::: Study text

Part of the problem was also the fact that I got too comfortable. It meant that even after a good year or two, I was reluctant to move on. All because I don’t like change. Even though I hated the job itself, I had made some amazing friends – why would I want to jeopardise that?
Maybe deep down, I didn’t want to be a therapist. Maybe during the five years I spent in a retail job, I simply lost any desire to work with the general public. Anyone who has worked a retail job will tell you that it drains any and every ounce of patience you have for people, and for me that was definitely the case. Some might argue that to for it be beaten out of me that easily, maybe I didn’t want to be a therapist in the first place. To be honest, since I originally wrote this post back in August I’m now thinking maybe that was the case after all.
My point? If you wind up in a “stop gap” job, don’t give up. At times it’ll be easier to stay in a job you hate simply because it’s easier or because you have friends there. However, focus on your endgame. If there’s a career you want that badly, you’ll do whatever it takes. I clearly didn’t want mine enough.
This was what I struggled with the most. Some of you may know that my husband and I went to university together. Obviously we studied different subjects, but throughout the whole three years it was easy to compare myself to him. I’m ashamed to say that I felt as though no matter how well I did, he did ten times better. Watching him graduate with a first after I thought I’d made my peace with my 2:1 was a surprisingly painful experience, and I hate myself for admitting that.
What I neglected to consider though, was that for my husband, his subject was more than just the subject he was studying. It was a hobby. A hobby that he loved and therefore committed a great deal of his time and effort into. For me, while I loved psychology, particularly the mental health aspect, it wasn’t something I actively took time to read about. It’s something I have to remind myself of even now, and I hate myself for it.

::::::
::: Available data

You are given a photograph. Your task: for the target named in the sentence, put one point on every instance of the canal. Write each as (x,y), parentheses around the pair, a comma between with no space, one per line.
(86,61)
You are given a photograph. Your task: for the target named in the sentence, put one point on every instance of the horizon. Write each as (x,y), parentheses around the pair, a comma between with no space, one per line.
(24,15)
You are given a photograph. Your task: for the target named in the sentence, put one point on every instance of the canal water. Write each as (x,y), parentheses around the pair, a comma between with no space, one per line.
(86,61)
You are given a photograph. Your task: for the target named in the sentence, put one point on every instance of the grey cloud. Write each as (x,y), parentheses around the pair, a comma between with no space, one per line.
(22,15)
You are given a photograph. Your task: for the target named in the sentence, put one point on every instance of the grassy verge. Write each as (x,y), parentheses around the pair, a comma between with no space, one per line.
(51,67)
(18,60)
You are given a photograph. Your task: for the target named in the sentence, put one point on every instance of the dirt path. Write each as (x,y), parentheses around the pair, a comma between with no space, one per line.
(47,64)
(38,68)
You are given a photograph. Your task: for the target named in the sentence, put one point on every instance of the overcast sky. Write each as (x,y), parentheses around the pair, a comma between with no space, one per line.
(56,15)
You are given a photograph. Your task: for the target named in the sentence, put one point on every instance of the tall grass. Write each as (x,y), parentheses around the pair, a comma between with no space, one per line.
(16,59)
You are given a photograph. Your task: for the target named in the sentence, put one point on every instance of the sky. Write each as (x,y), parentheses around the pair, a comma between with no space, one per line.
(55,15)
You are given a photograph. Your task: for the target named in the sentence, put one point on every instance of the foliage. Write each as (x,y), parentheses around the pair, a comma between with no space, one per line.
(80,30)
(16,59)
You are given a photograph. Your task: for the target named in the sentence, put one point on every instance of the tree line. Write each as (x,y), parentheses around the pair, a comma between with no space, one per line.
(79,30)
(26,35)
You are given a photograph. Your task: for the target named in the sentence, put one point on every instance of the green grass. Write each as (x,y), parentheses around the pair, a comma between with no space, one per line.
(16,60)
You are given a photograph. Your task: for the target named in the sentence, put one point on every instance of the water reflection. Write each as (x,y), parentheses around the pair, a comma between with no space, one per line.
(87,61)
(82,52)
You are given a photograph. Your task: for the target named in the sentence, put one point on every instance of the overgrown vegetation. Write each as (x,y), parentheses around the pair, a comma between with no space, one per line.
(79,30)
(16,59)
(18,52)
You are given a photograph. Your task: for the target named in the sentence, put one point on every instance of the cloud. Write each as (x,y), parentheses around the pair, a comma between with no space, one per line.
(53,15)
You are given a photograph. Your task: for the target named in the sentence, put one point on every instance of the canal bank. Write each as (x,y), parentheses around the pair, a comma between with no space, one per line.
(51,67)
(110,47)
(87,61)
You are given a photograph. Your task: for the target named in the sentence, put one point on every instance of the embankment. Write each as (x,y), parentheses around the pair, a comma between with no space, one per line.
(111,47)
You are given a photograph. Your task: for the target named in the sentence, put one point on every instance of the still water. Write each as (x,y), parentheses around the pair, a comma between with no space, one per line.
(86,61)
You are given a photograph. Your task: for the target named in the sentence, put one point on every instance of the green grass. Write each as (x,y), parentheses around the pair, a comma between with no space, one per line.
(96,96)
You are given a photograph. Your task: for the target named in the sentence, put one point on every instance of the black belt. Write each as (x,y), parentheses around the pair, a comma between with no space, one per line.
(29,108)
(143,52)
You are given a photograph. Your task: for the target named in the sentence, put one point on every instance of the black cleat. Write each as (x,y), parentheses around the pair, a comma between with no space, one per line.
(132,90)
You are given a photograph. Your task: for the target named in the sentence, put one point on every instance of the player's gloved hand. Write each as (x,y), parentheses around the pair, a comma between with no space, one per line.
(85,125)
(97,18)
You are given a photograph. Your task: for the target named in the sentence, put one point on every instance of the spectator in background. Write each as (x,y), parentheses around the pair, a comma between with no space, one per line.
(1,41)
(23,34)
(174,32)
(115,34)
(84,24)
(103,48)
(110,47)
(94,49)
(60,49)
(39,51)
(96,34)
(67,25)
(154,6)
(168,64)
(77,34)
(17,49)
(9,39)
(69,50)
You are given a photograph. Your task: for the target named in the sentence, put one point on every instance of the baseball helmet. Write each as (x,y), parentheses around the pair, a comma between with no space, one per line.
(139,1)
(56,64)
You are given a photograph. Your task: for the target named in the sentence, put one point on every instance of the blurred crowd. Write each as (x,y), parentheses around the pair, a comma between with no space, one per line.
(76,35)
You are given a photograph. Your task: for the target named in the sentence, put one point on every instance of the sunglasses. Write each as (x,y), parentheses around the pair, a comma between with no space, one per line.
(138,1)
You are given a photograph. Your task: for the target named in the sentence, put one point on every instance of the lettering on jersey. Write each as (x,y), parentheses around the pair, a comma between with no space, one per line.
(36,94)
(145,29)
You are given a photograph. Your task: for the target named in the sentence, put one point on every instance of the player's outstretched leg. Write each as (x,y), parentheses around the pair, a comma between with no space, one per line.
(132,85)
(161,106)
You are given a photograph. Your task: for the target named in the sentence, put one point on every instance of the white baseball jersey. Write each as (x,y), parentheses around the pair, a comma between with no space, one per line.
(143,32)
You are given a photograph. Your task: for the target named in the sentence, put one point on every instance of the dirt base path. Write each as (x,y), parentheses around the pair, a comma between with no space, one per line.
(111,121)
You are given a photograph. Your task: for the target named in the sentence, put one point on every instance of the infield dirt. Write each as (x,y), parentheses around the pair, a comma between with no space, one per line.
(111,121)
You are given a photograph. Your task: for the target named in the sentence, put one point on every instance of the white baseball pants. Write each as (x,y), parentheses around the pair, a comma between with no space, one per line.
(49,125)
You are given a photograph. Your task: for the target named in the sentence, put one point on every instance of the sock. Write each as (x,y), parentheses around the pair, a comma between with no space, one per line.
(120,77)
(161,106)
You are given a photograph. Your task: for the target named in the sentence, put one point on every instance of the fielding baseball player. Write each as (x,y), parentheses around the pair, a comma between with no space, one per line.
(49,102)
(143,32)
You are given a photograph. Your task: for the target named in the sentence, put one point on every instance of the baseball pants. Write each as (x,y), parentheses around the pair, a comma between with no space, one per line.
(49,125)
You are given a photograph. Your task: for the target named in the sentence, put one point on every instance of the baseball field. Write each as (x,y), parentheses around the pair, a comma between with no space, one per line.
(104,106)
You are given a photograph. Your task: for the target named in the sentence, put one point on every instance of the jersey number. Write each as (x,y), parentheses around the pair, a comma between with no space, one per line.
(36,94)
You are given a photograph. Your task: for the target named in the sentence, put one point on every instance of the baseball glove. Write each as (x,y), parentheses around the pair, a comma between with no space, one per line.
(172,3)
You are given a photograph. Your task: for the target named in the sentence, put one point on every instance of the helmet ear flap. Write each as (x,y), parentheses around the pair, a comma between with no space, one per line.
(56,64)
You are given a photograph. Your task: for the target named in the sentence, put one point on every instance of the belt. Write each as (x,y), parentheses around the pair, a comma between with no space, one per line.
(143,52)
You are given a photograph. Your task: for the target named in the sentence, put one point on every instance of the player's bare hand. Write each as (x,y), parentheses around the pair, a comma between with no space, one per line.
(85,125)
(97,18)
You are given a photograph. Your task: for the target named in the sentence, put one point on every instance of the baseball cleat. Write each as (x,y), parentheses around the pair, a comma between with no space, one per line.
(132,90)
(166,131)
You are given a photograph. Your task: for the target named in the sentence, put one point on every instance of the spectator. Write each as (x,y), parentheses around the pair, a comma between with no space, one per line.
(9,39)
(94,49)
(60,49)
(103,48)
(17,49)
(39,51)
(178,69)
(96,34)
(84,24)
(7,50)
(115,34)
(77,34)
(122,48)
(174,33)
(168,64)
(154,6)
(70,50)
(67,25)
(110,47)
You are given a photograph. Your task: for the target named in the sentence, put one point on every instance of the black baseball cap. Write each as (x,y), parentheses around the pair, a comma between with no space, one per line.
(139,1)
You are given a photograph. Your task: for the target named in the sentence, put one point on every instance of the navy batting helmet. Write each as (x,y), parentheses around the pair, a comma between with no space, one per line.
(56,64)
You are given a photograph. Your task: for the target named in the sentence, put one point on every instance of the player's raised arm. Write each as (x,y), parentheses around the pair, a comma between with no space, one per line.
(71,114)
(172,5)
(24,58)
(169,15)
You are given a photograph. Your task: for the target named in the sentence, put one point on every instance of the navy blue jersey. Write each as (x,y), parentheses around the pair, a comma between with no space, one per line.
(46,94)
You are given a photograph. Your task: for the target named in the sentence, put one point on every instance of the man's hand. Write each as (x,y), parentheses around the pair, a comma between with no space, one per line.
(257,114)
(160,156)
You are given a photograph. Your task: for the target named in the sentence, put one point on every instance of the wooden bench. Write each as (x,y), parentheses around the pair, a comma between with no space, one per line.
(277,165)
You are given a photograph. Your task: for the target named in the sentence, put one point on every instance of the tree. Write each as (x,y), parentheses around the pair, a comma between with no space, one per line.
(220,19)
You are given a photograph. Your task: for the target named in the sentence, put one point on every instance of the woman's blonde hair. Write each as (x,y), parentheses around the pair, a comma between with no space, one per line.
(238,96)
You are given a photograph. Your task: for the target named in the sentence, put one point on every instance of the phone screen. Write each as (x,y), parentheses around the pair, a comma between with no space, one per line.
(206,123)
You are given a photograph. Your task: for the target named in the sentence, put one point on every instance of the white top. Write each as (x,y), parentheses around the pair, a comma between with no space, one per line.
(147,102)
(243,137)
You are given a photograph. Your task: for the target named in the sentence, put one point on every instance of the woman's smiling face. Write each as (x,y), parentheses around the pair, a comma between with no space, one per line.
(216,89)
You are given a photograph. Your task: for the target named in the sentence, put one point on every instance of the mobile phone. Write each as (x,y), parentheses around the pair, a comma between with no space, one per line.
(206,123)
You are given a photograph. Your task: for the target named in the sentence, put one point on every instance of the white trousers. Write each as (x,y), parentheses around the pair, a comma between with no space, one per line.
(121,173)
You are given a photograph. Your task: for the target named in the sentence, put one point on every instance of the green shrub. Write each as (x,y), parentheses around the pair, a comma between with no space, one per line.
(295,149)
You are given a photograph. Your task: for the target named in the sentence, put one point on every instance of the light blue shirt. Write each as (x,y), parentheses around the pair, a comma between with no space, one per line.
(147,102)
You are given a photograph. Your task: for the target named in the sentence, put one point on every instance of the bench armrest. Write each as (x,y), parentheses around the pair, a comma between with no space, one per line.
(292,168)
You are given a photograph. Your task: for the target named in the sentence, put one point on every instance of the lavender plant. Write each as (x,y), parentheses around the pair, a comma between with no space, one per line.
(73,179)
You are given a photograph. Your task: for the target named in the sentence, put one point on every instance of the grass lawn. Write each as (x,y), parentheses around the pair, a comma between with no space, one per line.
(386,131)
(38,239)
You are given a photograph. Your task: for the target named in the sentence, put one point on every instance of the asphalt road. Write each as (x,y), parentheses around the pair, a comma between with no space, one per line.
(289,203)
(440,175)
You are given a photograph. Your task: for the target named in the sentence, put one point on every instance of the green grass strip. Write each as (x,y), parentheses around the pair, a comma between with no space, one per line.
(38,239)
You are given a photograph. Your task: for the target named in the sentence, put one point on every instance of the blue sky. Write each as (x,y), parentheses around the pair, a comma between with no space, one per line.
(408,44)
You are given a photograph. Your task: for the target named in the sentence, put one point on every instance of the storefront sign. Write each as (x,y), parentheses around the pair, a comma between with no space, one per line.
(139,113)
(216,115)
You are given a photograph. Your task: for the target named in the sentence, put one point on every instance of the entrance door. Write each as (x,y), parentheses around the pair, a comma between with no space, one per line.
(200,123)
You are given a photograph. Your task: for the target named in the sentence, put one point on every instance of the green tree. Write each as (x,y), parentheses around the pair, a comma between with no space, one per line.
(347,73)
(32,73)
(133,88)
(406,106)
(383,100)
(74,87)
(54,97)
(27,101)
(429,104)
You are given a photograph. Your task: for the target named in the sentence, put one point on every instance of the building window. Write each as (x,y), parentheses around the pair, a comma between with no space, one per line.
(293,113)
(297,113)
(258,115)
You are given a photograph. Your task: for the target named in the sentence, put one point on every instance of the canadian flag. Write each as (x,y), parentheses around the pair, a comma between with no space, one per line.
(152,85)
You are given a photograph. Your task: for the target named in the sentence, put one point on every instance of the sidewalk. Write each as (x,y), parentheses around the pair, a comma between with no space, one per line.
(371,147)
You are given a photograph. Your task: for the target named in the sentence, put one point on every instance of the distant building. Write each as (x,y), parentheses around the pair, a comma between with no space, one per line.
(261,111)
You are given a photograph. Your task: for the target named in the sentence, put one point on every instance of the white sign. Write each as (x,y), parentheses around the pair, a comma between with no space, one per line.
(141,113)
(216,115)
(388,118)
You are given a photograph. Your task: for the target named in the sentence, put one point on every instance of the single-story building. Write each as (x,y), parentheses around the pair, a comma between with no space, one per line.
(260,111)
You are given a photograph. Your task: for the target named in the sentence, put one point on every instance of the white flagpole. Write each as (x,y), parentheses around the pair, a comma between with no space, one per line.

::::::

» **Work request A**: Could you reproduce the passage from the post about giving up on becoming a therapist word for word, beginning at the words "Maybe deep down, I" and stopping after the words "want mine enough."?
» **Work request B**: What comes next in the post about giving up on becoming a therapist? Write its continuation, starting right after its last sentence.
You won't need the records for anything here.

» **Written reply A**:
Maybe deep down, I didn’t want to be a therapist. Maybe during the five years I spent in a retail job, I simply lost any desire to work with the general public. Anyone who has worked a retail job will tell you that it drains any and every ounce of patience you have for people, and for me that was definitely the case. Some might argue that to for it be beaten out of me that easily, maybe I didn’t want to be a therapist in the first place. To be honest, since I originally wrote this post back in August I’m now thinking maybe that was the case after all.
My point? If you wind up in a “stop gap” job, don’t give up. At times it’ll be easier to stay in a job you hate simply because it’s easier or because you have friends there. However, focus on your endgame. If there’s a career you want that badly, you’ll do whatever it takes. I clearly didn’t want mine enough.

» **Written reply B**:
Over the few years post-graduation, the joys of Facebook and Instagram meant that I would be the first to know about how successful other girls on my course were. Over time I saw them getting graduate jobs, promotions, and getting onto masters courses. After a while it got to the point where seeing their successes was too much. I found it far too difficult to be happy for them when I was so unhappy in a job that I hated. At the risk of seeming like a jealous bitch, I deleted A LOT of people I went to uni with. It may seem petty, but at the time, seeing their successes meant that I was a failure. In those moments, deleting their success from my life was the best thing I could do. Looking at it from a slightly more mature point of view, I see this was childish, but at the same time, I think I did what I needed to do.
As you can probably tell, I have lots of conflicting emotions about this subject, even 6 years on. One thing I will say though, is that in spite of everything, I don’t have any regrets. Like I said, maybe deep down, being a therapist wasn’t for me, and putting my personal life ahead of my career was my mind’s way of telling me that. Had I decided to pursue more courses or work experience, I may not have the life that I do now. While the post-uni job stuff has completely and utterly gone to shit (that’s a whole different discussion for another day), I have some amazing friends, a wonderful family, and a husband who loves me and takes care of me. And of course, the most adorable little kitty.
Original post published on Sassy Cat Lady – August 2019.